> _Your goal_
Pick out each line in the listing below that includes the word "mask", and copy those lines in order.

** Begin Listed entries **

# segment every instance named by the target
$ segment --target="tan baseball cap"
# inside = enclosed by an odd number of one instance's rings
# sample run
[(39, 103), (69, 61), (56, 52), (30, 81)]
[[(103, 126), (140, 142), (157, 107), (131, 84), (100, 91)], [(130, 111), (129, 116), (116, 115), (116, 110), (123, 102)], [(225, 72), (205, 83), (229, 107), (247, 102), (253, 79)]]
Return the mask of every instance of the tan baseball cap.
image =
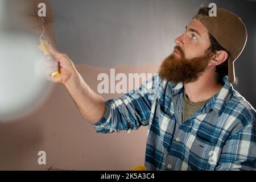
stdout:
[(217, 16), (196, 15), (193, 18), (202, 23), (218, 43), (229, 52), (228, 77), (236, 81), (234, 62), (243, 50), (247, 42), (246, 27), (240, 17), (233, 13), (217, 8)]

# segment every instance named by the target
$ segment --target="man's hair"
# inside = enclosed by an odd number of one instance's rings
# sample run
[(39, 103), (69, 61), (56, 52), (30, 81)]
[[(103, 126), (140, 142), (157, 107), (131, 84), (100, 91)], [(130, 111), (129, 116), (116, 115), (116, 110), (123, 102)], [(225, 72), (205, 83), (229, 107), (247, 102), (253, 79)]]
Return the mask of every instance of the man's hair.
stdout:
[[(198, 14), (205, 16), (209, 16), (209, 11), (211, 9), (208, 7), (202, 7), (198, 10)], [(218, 81), (220, 83), (223, 83), (222, 77), (224, 76), (228, 75), (228, 60), (229, 57), (229, 52), (223, 48), (220, 43), (216, 40), (214, 37), (209, 32), (209, 37), (210, 38), (210, 47), (207, 50), (208, 55), (212, 53), (216, 53), (217, 51), (224, 50), (228, 53), (228, 59), (221, 64), (217, 65), (215, 72), (218, 73)]]

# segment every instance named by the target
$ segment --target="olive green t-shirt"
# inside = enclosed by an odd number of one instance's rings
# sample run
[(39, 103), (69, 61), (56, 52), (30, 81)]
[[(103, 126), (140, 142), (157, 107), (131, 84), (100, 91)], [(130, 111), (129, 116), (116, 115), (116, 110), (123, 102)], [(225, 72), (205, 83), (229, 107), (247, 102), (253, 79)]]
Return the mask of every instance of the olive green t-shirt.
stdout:
[(200, 109), (203, 105), (204, 105), (208, 101), (208, 100), (200, 102), (191, 102), (188, 98), (188, 96), (185, 94), (185, 91), (183, 94), (183, 113), (182, 113), (182, 121), (184, 122), (191, 115), (195, 113), (199, 109)]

** End Listed entries **

> _Response for this exercise_
Return the mask of every instance of the tan baseball cap.
Return the mask of every instance of the man's hair.
Return the mask of every instance of the olive green t-shirt.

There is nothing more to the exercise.